[Image point annotation entries]
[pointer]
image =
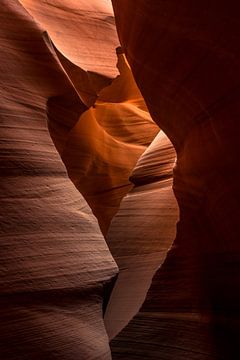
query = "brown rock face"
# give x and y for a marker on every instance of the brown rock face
(102, 153)
(185, 59)
(55, 264)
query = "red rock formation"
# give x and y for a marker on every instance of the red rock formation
(61, 94)
(185, 59)
(55, 264)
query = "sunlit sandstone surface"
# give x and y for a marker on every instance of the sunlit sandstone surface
(119, 180)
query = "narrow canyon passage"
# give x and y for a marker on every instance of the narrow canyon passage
(119, 180)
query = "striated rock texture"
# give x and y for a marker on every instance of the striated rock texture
(185, 59)
(55, 265)
(140, 136)
(142, 232)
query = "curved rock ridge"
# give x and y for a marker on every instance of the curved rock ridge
(142, 232)
(185, 60)
(83, 31)
(103, 146)
(55, 265)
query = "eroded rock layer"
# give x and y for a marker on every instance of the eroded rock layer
(185, 59)
(55, 264)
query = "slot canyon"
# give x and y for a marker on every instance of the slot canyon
(119, 180)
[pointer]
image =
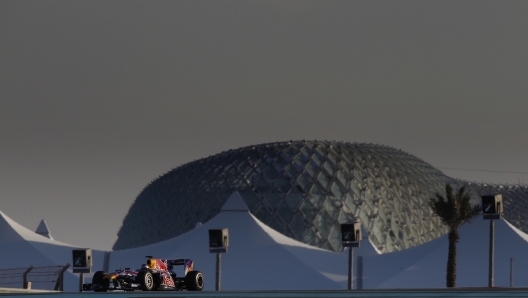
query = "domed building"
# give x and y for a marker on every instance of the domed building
(302, 189)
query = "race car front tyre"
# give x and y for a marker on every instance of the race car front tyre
(146, 280)
(101, 284)
(194, 281)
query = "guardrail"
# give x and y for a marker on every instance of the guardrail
(43, 277)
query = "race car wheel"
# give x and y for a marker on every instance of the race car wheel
(102, 283)
(146, 280)
(194, 281)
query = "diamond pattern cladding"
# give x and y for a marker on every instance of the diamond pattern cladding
(303, 189)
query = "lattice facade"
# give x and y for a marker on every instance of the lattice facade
(303, 189)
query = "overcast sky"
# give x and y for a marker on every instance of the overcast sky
(98, 98)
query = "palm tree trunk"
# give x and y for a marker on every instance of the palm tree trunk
(451, 259)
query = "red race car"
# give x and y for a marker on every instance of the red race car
(156, 274)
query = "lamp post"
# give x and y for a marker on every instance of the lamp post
(218, 243)
(82, 263)
(350, 237)
(492, 208)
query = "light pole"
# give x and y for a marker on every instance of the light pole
(218, 243)
(492, 208)
(82, 263)
(350, 237)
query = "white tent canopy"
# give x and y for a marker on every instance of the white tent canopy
(259, 258)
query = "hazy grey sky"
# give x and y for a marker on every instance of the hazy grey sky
(98, 98)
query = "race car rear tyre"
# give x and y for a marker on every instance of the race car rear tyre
(98, 279)
(146, 280)
(194, 281)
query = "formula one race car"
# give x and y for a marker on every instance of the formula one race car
(156, 274)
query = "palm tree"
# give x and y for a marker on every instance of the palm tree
(454, 210)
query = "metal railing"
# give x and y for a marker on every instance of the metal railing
(43, 277)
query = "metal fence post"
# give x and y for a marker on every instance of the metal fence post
(24, 278)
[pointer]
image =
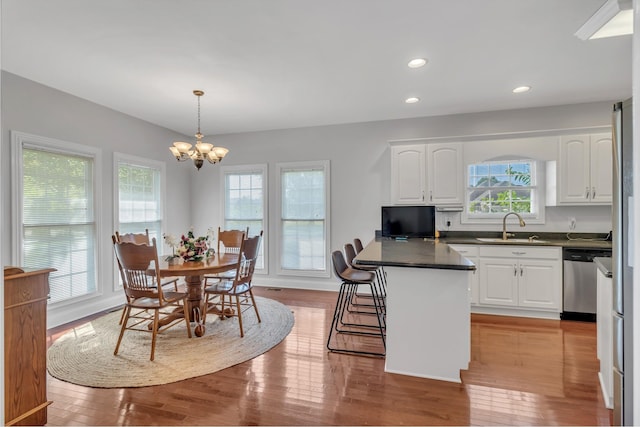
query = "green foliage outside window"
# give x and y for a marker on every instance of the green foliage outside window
(501, 187)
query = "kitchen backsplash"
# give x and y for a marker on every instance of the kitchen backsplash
(588, 219)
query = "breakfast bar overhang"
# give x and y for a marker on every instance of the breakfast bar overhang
(428, 306)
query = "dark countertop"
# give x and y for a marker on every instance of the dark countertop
(605, 265)
(567, 240)
(417, 253)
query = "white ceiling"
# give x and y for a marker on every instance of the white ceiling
(272, 64)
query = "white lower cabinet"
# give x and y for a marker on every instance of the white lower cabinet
(521, 276)
(516, 280)
(470, 252)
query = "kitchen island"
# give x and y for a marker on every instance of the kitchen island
(428, 306)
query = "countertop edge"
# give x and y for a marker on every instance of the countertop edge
(604, 265)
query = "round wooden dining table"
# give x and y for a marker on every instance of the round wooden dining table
(193, 272)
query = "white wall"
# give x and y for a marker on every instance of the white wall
(36, 109)
(636, 184)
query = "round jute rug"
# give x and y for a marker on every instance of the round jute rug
(84, 355)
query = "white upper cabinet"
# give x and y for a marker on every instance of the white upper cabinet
(430, 174)
(408, 179)
(445, 174)
(584, 170)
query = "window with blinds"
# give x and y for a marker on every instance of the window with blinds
(304, 213)
(140, 205)
(57, 215)
(245, 202)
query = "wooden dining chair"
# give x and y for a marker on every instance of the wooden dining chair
(146, 300)
(229, 242)
(143, 239)
(238, 290)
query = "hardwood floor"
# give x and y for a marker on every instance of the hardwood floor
(523, 372)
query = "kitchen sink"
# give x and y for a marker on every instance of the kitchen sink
(499, 240)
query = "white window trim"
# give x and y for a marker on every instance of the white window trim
(538, 218)
(262, 168)
(20, 140)
(144, 162)
(325, 165)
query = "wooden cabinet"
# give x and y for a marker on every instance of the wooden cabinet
(584, 170)
(471, 253)
(431, 174)
(521, 277)
(25, 346)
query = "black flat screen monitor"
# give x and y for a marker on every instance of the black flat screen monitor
(408, 221)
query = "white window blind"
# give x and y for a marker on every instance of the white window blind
(58, 224)
(304, 217)
(139, 198)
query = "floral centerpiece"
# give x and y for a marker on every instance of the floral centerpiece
(189, 247)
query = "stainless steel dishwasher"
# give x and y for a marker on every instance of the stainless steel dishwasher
(579, 283)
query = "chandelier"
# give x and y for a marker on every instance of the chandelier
(202, 150)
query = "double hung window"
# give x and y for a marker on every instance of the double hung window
(139, 195)
(304, 218)
(245, 202)
(55, 198)
(495, 188)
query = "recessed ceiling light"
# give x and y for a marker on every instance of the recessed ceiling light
(614, 18)
(417, 63)
(522, 89)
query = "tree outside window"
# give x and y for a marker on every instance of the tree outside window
(501, 187)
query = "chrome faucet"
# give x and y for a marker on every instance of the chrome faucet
(505, 235)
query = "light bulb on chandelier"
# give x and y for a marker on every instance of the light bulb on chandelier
(202, 150)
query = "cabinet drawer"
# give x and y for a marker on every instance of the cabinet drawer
(465, 250)
(25, 289)
(521, 252)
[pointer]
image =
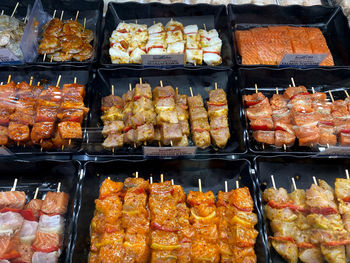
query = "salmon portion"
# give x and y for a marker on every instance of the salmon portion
(268, 45)
(47, 242)
(12, 199)
(55, 203)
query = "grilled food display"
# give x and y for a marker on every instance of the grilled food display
(67, 40)
(32, 232)
(129, 42)
(142, 222)
(268, 45)
(311, 224)
(309, 117)
(162, 117)
(32, 115)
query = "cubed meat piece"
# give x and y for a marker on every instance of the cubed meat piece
(51, 94)
(195, 101)
(181, 99)
(216, 110)
(145, 133)
(164, 104)
(3, 135)
(327, 138)
(198, 113)
(200, 124)
(170, 132)
(218, 96)
(114, 140)
(113, 127)
(74, 89)
(76, 115)
(130, 137)
(267, 137)
(182, 113)
(344, 139)
(142, 104)
(70, 130)
(185, 127)
(128, 96)
(264, 124)
(250, 100)
(4, 116)
(55, 203)
(18, 132)
(292, 91)
(163, 92)
(42, 130)
(46, 114)
(201, 139)
(284, 138)
(220, 136)
(142, 90)
(167, 116)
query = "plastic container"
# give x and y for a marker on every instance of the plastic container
(46, 175)
(201, 82)
(184, 172)
(213, 16)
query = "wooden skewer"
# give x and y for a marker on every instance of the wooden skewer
(273, 182)
(76, 16)
(14, 185)
(58, 81)
(293, 83)
(331, 95)
(294, 184)
(14, 10)
(36, 193)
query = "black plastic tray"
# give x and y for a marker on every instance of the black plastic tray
(48, 76)
(184, 172)
(46, 175)
(302, 169)
(187, 14)
(201, 80)
(336, 80)
(89, 9)
(331, 20)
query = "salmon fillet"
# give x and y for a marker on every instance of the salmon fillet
(55, 203)
(47, 242)
(13, 199)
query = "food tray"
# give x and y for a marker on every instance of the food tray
(330, 20)
(46, 175)
(184, 172)
(336, 80)
(214, 16)
(302, 169)
(199, 80)
(48, 76)
(92, 10)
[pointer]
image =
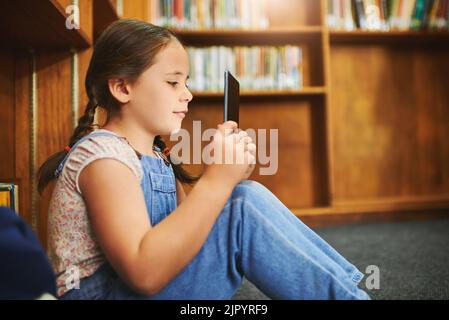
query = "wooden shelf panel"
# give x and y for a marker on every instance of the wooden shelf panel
(267, 93)
(38, 24)
(105, 13)
(248, 37)
(364, 37)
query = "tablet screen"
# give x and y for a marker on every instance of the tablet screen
(232, 98)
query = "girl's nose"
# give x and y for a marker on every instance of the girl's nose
(187, 96)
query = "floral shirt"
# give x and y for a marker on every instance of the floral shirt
(72, 248)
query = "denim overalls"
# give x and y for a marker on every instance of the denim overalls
(254, 236)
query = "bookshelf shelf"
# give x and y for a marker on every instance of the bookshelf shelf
(22, 29)
(279, 35)
(104, 13)
(360, 36)
(267, 93)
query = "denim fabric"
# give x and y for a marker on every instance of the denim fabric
(255, 236)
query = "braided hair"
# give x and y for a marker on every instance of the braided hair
(125, 49)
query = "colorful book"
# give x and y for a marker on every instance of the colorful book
(9, 196)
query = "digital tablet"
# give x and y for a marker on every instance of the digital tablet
(232, 98)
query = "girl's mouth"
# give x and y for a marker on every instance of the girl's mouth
(180, 114)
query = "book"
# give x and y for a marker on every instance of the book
(9, 196)
(385, 15)
(210, 14)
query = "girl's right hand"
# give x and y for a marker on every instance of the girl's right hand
(231, 140)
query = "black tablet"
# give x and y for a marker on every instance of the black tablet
(232, 98)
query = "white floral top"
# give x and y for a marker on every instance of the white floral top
(72, 247)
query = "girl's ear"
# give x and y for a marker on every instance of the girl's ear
(119, 89)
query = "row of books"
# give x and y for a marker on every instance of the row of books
(256, 68)
(9, 196)
(210, 14)
(385, 15)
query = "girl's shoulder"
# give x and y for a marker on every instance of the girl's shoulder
(100, 144)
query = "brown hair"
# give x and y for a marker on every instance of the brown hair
(124, 50)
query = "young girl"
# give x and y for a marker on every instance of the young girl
(119, 219)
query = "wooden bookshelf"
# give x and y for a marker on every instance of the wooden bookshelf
(321, 177)
(371, 37)
(21, 28)
(265, 93)
(105, 12)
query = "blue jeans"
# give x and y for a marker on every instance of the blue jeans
(255, 236)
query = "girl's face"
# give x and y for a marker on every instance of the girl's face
(160, 93)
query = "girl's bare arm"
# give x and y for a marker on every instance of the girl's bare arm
(147, 257)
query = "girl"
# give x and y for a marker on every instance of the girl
(119, 219)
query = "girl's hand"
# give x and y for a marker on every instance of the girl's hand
(229, 140)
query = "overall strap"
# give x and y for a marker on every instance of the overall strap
(90, 135)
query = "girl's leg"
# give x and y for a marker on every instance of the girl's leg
(257, 236)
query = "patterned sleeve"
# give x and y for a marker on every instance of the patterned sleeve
(100, 147)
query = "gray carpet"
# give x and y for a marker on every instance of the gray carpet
(413, 258)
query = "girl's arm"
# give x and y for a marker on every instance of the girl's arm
(180, 193)
(147, 257)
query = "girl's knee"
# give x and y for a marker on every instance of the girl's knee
(248, 187)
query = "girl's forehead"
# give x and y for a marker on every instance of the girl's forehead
(173, 54)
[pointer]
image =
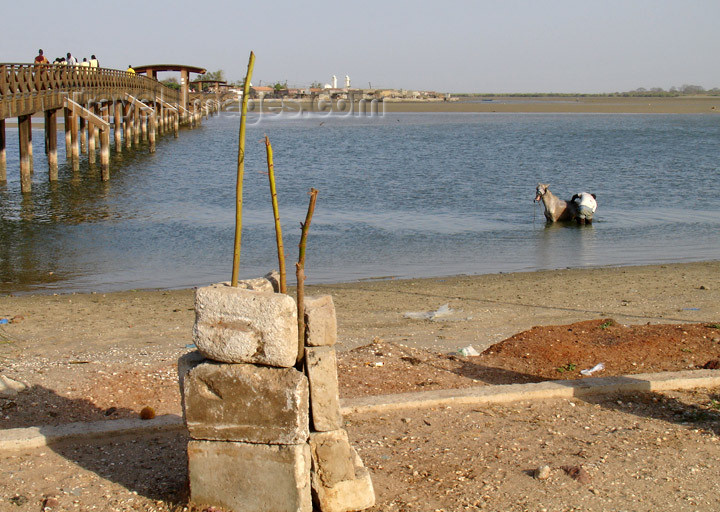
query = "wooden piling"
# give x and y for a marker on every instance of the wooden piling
(74, 140)
(3, 154)
(92, 134)
(51, 143)
(83, 136)
(136, 124)
(105, 154)
(68, 137)
(128, 123)
(151, 131)
(117, 119)
(24, 126)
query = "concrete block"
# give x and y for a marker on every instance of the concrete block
(187, 362)
(234, 325)
(355, 493)
(243, 402)
(333, 460)
(249, 477)
(320, 321)
(321, 365)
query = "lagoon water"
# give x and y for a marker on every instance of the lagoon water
(403, 195)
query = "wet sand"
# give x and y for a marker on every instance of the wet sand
(484, 309)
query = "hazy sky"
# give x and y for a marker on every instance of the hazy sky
(444, 45)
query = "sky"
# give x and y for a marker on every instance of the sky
(481, 46)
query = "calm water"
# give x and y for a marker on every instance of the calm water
(401, 195)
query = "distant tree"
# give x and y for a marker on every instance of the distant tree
(692, 89)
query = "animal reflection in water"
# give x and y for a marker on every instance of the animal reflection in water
(581, 207)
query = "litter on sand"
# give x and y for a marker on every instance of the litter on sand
(596, 368)
(443, 310)
(468, 351)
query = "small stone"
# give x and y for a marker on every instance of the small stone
(578, 473)
(10, 387)
(542, 472)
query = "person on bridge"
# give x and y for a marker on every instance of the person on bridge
(41, 59)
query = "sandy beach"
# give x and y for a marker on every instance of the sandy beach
(103, 356)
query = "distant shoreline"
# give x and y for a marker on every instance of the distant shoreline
(532, 104)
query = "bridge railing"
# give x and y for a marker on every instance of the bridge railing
(22, 82)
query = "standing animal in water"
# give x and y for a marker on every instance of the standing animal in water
(555, 208)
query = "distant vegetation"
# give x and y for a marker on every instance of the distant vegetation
(685, 90)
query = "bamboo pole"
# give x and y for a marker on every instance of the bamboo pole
(276, 214)
(300, 273)
(241, 172)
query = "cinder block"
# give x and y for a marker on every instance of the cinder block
(320, 321)
(187, 362)
(243, 402)
(234, 325)
(321, 364)
(249, 477)
(355, 493)
(333, 460)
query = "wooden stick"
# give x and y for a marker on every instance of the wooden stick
(276, 214)
(241, 172)
(300, 272)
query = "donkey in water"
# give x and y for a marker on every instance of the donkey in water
(555, 209)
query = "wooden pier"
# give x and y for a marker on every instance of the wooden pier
(94, 103)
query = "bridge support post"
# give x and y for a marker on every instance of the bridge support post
(143, 124)
(68, 138)
(136, 123)
(105, 154)
(128, 122)
(151, 130)
(24, 126)
(3, 155)
(117, 118)
(75, 143)
(92, 134)
(83, 136)
(51, 142)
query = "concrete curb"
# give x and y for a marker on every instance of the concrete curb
(34, 437)
(541, 390)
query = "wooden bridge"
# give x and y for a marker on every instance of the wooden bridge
(94, 102)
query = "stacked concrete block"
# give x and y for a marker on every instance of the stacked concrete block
(245, 405)
(340, 482)
(249, 412)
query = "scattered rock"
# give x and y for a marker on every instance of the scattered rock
(542, 472)
(578, 473)
(50, 503)
(19, 500)
(10, 387)
(147, 413)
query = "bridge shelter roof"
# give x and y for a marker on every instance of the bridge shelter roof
(168, 67)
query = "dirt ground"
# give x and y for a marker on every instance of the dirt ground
(105, 356)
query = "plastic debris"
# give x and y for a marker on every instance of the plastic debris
(443, 310)
(598, 367)
(468, 351)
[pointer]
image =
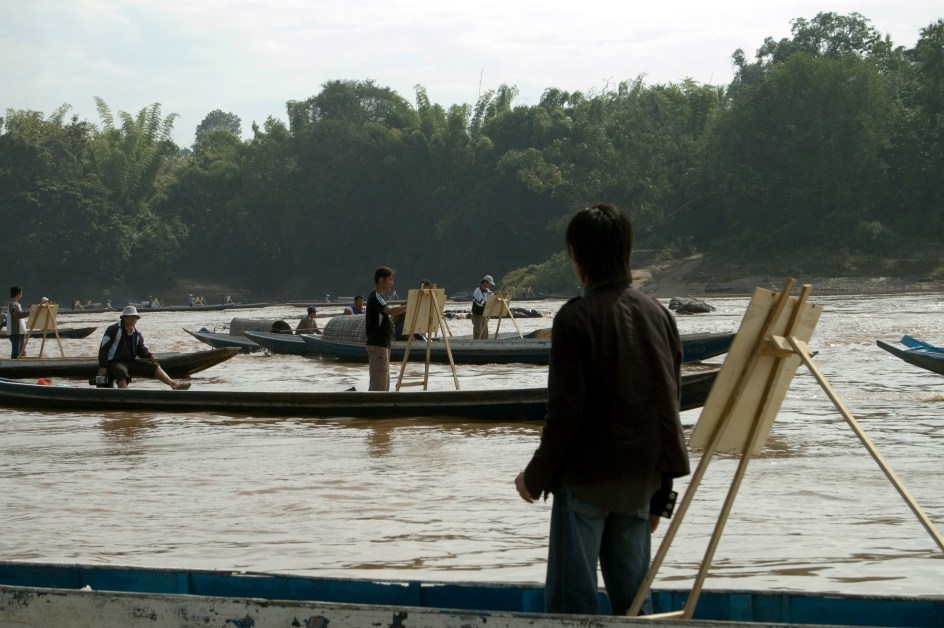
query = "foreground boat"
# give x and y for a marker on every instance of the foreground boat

### Written exercise
Return every line of the records above that contains the word "dining".

### Solution to this task
query = "round wooden dining table"
# give x and y for a marker on every instance of the round wooden dining table
query = "wooden dining chair"
# give x and y for a marker on every instance of the wooden dining chair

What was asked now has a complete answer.